● **WHAT IS REQUIRED**: Please locate each line in the material below that contains the string "flower" and copy those lines out. Matching is case-sensitive.

Records for shape labeling:

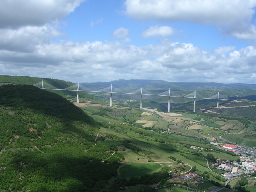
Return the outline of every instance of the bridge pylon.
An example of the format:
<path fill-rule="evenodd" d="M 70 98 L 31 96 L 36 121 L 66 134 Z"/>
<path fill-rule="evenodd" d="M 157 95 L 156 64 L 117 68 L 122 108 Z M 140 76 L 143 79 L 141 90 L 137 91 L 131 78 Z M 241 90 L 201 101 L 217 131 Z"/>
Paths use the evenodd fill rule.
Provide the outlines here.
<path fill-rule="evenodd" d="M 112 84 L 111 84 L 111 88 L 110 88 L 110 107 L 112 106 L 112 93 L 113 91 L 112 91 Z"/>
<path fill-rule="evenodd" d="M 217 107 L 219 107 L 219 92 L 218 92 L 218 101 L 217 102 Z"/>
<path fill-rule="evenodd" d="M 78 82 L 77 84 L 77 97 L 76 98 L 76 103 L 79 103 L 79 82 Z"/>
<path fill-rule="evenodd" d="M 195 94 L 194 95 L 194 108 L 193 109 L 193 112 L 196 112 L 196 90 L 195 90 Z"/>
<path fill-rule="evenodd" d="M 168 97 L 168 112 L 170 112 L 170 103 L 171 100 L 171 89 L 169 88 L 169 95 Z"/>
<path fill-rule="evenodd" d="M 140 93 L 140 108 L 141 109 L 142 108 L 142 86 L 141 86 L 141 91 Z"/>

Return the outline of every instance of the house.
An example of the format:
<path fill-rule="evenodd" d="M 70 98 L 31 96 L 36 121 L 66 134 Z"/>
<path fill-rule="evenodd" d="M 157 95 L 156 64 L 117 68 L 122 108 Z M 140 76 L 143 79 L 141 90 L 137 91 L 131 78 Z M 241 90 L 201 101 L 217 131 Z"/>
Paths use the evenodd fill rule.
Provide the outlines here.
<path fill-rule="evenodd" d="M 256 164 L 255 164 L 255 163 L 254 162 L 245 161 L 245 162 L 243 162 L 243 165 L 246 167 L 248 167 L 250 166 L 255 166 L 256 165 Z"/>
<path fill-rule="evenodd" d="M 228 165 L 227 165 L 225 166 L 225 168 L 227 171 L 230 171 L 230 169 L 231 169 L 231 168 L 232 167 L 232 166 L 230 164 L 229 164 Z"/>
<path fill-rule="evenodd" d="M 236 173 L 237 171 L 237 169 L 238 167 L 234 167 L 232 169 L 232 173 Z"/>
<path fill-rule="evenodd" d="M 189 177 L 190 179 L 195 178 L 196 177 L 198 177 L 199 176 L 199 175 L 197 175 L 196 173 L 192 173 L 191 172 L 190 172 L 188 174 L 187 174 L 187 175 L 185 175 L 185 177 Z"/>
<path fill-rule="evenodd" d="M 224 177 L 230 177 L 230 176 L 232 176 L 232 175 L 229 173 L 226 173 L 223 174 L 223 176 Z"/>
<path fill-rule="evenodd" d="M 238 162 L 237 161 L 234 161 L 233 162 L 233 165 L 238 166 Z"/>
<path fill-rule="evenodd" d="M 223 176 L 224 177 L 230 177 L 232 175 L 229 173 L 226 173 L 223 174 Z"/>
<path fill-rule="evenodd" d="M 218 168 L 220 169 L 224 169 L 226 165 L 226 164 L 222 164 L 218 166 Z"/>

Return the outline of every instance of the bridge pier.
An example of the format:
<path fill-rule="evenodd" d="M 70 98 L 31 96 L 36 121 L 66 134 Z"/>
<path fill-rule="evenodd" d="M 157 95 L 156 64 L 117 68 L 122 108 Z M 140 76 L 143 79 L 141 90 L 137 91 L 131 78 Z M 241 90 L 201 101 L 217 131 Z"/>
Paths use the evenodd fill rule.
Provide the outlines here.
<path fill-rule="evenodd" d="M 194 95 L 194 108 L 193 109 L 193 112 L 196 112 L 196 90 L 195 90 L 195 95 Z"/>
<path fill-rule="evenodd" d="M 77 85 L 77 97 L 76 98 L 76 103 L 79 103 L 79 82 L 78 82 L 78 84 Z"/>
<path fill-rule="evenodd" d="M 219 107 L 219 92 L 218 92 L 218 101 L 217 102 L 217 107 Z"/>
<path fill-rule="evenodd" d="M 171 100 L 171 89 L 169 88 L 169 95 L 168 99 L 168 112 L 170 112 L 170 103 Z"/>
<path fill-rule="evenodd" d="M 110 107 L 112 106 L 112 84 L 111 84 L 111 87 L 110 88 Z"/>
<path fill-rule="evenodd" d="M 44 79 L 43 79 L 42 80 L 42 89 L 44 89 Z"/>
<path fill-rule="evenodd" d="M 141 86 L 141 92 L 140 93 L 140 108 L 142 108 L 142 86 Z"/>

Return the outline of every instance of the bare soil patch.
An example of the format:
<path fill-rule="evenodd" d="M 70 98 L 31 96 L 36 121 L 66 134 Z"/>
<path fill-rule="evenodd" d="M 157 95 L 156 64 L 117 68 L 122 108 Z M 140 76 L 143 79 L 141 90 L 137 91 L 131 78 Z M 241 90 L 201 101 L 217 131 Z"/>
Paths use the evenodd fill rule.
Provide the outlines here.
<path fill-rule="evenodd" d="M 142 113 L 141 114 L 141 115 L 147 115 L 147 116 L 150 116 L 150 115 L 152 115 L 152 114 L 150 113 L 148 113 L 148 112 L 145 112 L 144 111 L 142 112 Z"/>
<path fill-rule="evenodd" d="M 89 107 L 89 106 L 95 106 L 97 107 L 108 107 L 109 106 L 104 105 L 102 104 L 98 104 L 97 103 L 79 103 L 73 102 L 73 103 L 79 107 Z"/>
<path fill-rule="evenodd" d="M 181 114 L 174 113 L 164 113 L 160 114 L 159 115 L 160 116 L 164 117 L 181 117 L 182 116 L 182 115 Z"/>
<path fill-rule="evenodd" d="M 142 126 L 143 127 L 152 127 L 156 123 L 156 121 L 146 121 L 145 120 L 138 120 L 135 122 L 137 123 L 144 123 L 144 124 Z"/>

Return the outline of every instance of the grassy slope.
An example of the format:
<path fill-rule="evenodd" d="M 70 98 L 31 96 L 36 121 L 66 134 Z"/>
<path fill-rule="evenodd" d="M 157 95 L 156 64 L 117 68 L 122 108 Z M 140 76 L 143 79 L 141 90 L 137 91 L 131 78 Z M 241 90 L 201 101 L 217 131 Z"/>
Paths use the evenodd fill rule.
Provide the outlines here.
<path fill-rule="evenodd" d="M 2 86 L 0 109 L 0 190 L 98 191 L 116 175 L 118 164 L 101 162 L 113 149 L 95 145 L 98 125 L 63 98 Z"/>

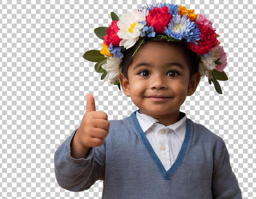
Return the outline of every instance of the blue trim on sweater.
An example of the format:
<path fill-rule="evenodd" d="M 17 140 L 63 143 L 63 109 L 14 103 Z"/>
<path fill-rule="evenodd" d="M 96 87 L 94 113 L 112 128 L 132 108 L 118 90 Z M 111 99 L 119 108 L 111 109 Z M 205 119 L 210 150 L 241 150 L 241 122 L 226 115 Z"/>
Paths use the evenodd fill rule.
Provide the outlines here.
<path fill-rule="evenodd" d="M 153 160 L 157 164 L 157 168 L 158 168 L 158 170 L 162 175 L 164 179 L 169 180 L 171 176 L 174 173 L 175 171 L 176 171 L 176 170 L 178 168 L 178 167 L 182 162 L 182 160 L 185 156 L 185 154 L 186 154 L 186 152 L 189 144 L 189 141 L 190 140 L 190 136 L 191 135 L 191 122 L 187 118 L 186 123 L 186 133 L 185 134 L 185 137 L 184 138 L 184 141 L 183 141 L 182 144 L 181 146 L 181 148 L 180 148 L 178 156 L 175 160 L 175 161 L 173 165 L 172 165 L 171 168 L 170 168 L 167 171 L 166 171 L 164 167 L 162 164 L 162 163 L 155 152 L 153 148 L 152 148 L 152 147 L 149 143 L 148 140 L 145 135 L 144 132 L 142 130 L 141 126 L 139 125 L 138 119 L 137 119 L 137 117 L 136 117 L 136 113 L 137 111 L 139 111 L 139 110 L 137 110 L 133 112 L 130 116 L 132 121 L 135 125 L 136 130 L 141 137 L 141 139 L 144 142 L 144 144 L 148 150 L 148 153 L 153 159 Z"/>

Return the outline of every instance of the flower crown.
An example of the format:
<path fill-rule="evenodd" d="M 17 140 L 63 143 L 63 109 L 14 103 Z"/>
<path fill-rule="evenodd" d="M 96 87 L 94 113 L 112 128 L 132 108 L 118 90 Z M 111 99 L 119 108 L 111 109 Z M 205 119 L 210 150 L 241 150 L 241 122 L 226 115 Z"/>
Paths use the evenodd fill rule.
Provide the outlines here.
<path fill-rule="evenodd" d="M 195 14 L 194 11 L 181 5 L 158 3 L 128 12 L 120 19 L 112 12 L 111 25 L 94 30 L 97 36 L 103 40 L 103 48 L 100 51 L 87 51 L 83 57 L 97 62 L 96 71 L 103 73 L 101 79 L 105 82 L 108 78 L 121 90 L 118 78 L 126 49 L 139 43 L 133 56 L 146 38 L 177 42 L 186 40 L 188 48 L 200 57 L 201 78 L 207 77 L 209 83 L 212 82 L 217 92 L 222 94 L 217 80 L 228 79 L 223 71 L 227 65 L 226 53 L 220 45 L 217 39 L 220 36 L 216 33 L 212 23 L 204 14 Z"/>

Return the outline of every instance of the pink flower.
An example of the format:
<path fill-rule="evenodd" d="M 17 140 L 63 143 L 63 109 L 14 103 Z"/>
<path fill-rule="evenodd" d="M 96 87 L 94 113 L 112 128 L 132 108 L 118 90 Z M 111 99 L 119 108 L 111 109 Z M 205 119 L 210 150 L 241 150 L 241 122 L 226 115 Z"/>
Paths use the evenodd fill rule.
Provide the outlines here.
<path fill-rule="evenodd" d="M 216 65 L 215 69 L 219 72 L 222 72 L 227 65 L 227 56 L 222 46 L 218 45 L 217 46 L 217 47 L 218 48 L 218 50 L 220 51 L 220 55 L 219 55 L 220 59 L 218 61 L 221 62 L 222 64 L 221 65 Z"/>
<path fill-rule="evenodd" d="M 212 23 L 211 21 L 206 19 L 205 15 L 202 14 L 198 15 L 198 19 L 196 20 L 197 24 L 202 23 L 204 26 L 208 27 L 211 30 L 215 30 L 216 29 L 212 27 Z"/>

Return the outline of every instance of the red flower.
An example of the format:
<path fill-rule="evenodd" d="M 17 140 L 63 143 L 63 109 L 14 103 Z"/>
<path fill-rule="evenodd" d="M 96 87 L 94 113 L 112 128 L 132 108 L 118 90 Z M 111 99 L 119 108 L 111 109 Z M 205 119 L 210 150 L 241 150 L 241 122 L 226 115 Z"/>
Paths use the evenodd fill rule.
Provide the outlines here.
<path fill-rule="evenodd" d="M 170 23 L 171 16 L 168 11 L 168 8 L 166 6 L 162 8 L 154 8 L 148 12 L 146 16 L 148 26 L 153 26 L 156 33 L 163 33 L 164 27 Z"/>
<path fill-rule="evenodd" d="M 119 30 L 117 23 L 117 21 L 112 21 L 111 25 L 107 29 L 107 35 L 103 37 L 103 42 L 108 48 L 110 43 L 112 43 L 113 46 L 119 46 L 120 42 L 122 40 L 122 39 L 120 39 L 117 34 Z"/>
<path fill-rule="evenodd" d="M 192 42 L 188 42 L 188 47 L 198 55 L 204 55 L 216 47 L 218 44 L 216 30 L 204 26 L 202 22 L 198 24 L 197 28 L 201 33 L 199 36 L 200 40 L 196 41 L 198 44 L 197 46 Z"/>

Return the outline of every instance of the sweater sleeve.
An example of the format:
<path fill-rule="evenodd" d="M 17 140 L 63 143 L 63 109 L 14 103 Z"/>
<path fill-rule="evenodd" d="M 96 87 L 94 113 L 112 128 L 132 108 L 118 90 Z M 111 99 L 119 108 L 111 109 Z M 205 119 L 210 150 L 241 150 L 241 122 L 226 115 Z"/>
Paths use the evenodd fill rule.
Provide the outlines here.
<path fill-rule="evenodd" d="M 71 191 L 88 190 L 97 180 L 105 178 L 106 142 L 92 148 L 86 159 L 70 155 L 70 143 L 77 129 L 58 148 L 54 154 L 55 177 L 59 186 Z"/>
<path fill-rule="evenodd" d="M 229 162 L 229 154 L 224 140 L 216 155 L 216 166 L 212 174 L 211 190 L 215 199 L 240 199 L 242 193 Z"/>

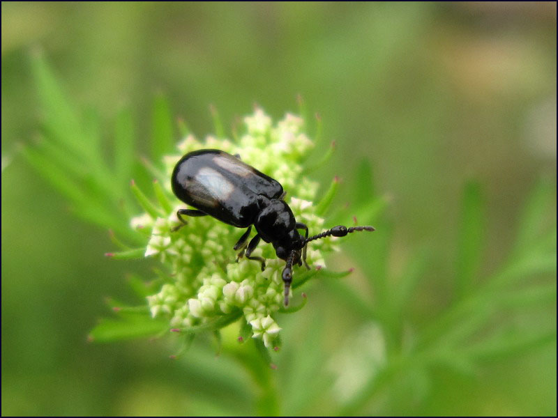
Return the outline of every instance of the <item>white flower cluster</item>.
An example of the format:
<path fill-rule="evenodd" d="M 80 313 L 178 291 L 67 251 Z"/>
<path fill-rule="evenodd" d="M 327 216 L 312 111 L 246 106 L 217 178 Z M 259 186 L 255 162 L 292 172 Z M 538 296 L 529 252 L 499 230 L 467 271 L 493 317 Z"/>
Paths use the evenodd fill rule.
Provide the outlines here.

● **SOLUTION TO THIS TASK**:
Return the outline of every instance of the flower crown.
Return the outline of every instance of the pink flower.
Return the outline of every instance of the red flower.
Return the outline of every instance of the <item>white flower cluster</item>.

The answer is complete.